▶ **A block of data**:
— Start —
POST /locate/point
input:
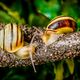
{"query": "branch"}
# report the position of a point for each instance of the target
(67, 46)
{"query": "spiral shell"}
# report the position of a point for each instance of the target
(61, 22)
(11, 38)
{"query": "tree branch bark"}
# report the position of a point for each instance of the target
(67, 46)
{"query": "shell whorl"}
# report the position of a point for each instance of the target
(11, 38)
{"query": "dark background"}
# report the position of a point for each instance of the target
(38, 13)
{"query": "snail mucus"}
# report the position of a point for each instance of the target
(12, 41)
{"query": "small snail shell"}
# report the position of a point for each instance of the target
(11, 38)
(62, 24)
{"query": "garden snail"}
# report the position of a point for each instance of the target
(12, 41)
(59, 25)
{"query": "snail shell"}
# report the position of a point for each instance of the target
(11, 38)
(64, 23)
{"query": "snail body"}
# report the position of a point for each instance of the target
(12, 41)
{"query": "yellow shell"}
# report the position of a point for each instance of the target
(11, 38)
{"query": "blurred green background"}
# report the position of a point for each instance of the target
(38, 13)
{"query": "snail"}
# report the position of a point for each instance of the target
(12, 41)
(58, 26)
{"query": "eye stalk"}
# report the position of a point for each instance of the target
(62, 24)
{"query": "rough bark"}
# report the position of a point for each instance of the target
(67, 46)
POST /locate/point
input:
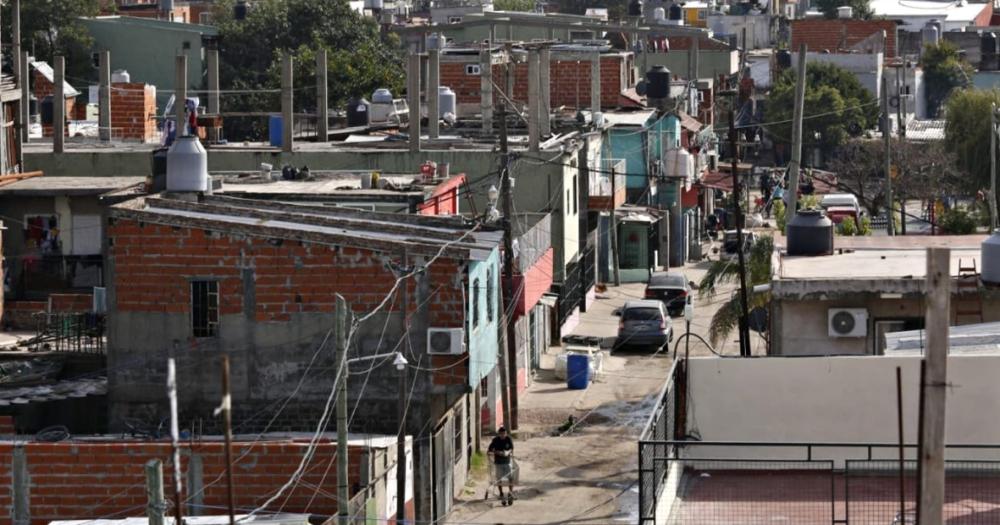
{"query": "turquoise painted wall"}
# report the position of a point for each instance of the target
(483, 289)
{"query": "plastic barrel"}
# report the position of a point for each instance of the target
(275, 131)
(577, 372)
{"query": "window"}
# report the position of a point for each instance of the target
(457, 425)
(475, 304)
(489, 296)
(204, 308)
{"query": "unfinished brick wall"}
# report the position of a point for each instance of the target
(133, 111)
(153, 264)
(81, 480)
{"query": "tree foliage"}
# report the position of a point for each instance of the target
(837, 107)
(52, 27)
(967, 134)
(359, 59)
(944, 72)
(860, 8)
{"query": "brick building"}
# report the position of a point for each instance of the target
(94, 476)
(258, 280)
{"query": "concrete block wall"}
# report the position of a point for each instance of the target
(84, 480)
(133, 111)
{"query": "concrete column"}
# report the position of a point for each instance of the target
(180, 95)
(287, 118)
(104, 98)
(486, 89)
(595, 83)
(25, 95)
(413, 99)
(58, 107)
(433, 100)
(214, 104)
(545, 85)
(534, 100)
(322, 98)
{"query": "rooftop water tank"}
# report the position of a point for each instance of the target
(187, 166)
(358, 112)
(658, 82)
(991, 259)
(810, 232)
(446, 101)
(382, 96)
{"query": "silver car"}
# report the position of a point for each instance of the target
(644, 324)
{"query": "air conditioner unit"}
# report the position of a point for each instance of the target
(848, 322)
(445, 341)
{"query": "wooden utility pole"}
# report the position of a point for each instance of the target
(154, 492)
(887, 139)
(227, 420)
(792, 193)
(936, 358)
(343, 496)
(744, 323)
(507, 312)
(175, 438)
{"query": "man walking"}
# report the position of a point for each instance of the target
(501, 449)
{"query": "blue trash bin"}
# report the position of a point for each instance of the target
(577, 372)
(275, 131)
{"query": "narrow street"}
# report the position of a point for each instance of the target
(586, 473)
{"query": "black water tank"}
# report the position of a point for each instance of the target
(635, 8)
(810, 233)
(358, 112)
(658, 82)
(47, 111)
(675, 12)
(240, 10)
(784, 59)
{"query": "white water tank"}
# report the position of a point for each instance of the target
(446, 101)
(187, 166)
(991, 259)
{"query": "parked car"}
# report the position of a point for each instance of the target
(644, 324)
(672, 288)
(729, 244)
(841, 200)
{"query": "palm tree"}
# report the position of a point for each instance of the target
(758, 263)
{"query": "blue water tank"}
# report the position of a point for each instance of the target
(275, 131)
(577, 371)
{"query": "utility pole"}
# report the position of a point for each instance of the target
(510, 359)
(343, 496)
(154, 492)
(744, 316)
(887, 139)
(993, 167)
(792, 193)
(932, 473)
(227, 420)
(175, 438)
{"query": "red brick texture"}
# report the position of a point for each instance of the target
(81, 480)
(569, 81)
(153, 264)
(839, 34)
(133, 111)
— End —
▶ **Problem**: Locate every line in the records above that contains the string "shell", and copy each of those lines. Case counts.

▶ **Reply**:
{"query": "spiral shell"}
{"query": "shell whorl"}
{"query": "small snail shell"}
{"query": "snail shell"}
{"query": "yellow shell"}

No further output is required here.